## What to work on
Return the count of lines in the following records that include "instance", and nothing more.

## The data
┌──

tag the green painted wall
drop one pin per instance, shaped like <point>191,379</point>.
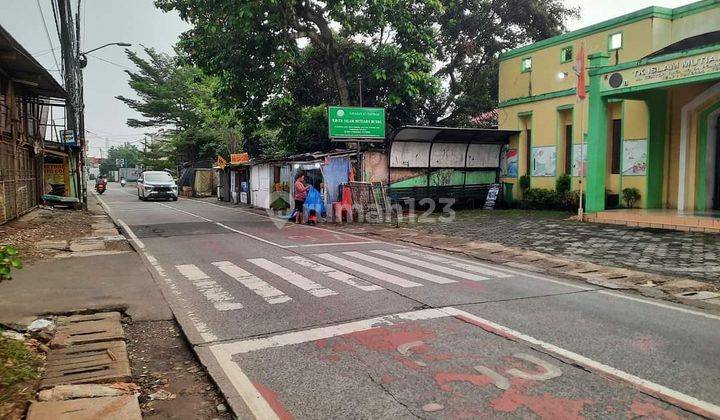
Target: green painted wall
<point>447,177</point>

└──
┌──

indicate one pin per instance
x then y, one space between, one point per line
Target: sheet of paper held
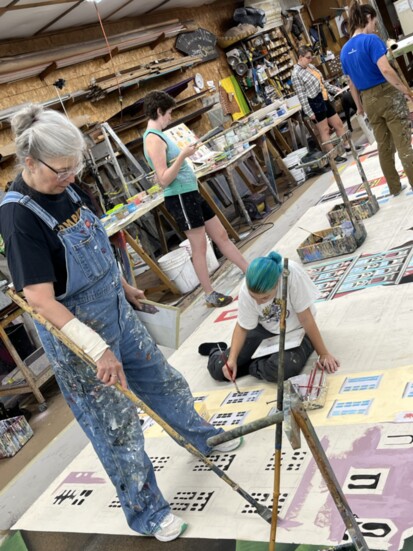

└──

## Response for this exercise
2